_YOUR TASKS_:
**1)** In the article on Utah's coronavirus testing, what share of Utah's cases did health officials find were travel-related?
**2)** Using the article on Utah's coronavirus testing, turn the paragraph beginning "The vast majority of confirmed Utah patients" into a short list that keeps its main facts.

_DOCUMENT SEGMENT_:
Does a certain percentage of the population need to be tested with a certain frequency, and with a certain limit of positive results? Does that low positive rate need to be sustained for a given number of days or weeks?

Or does a certain length of time need to pass without any new cases where contact tracers cannot identify the origin — or what Dunn calls “community spread” cases?

“Those are the discussions we’re having every day with our health care experts, our testing experts,” Cox said. “The problem is that there isn’t a real perfect answer for what that is. There certainly are more variations on that, and degrees. In a perfect world, we would test every person every few days and we would have an unlimited supply of contact tracers. We know that’s just not possible.”

The vast majority of confirmed Utah patients know how they were infected, Dunn said on Wednesday. Health officials determined that 70% of Utah’s cases were spread between known patients; 11% were travel-related; and 4% spread between health care workers and patients, such as those infected at long-term care facilities.

Only 15% are the result of community spread, Dunn said.

“The fact that we know where 85% of our cases were exposed to COVID-19 is a sign that the public health infrastructure is working," she said. “Our contact tracing, our active monitoring, our case investigation is doing the job we want them to do.”

That also suggests Utahns are social distancing as instructed, Dunn said.

"They’re staying home, they’ve having limited number of contacts — so that when public health reaches out to them, they know exactly who they’ve been in contact with and we can take the appropriate action," she said.

But the number of community-spread cases hasn’t dropped, as travel-related cases have, she acknowledged. And if one confirmed patient cannot be tracked to another, it means the person who exposed them has not been tested.

‘A disconnect’ over testing

Utah is among the top ten states for its per-capita rate of coronavirus testing, according to data from CovidTracking.com. As of Wednesday, 47,614 patients had been tested in Utah, with about 5.3% testing positive.

But the number of patients being tested has dropped precipitously, right as the state has escalated its testing capacity and relaxed guidelines for who can be tested.

For the past week and a half, Utah has reported on average about 1,600 tests per day, though the state has the capacity to process about 4,500 tests per day. And the state expects to be able to conduct 6,000 tests per day by the end of this week, Cox said.

“For several days [we’ve been] working actively with all testing sites to ensure they are applying the updated more broad guidance,” Dunn said. That includes an expanded list of symptoms that qualify a person for testing: fever, cough, shortness of breath, muscle pain, chills or loss of sense of smell or taste.

Health officials are also trying “to better understand the demand,” Dunn said — and they suspect some patients are deterred by earlier limits on testing that excluded many symptomatic patients.

_MATERIAL SUPPLIED_:

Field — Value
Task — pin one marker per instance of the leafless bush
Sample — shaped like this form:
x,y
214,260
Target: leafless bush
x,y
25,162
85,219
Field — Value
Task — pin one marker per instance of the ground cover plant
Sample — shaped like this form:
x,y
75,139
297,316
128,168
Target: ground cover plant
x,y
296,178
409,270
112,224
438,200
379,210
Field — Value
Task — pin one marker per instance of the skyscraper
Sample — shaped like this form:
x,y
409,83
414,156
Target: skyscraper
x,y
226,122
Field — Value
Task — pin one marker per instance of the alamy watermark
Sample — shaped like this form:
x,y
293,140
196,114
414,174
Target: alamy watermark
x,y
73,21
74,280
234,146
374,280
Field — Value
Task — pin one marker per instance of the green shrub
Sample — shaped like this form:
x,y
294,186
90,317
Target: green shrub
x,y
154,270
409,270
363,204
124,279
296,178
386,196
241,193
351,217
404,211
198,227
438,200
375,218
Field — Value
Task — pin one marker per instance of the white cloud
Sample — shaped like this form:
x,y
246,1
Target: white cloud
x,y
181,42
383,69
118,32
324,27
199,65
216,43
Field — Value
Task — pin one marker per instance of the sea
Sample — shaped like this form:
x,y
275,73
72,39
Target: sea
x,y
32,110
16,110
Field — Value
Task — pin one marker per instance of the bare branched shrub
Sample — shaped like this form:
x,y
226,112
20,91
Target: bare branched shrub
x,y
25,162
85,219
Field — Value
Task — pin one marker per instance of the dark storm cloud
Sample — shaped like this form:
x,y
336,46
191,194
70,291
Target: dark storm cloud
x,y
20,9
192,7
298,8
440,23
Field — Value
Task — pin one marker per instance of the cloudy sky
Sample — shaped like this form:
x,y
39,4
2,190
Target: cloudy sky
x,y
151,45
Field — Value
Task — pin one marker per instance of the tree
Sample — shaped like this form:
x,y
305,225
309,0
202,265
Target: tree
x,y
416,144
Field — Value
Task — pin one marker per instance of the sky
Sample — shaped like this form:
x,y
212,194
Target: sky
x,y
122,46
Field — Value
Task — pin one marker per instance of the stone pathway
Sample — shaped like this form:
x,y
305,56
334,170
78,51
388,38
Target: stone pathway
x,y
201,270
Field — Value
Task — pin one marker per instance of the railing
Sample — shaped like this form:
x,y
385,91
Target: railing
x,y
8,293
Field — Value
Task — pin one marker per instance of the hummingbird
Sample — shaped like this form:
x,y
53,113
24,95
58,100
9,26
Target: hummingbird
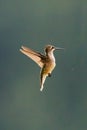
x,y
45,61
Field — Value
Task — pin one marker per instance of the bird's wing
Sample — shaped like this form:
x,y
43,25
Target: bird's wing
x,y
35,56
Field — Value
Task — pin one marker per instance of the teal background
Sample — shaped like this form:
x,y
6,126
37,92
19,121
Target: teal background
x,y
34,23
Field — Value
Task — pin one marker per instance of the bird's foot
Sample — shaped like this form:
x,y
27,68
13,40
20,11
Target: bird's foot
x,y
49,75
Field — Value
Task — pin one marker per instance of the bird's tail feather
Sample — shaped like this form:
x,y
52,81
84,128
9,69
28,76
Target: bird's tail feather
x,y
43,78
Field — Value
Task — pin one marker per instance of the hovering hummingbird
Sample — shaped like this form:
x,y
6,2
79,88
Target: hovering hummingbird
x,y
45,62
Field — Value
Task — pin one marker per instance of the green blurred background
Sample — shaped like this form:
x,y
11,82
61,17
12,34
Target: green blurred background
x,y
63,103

...

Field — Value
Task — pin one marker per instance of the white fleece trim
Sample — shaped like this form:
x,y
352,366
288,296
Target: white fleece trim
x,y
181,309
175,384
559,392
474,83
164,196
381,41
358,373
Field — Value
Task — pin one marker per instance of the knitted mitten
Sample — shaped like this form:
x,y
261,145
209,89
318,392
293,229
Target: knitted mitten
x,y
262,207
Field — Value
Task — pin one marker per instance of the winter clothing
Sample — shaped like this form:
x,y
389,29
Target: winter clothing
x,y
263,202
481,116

_SOLUTIONS TO THE EXERCISE_:
**1)** 11%

**2)**
- Most confirmed Utah patients know how they were infected, Dunn said on Wednesday.
- 70% of Utah's cases spread between known patients.
- 11% were travel-related.
- 4% spread between health care workers and patients, such as those infected at long-term care facilities.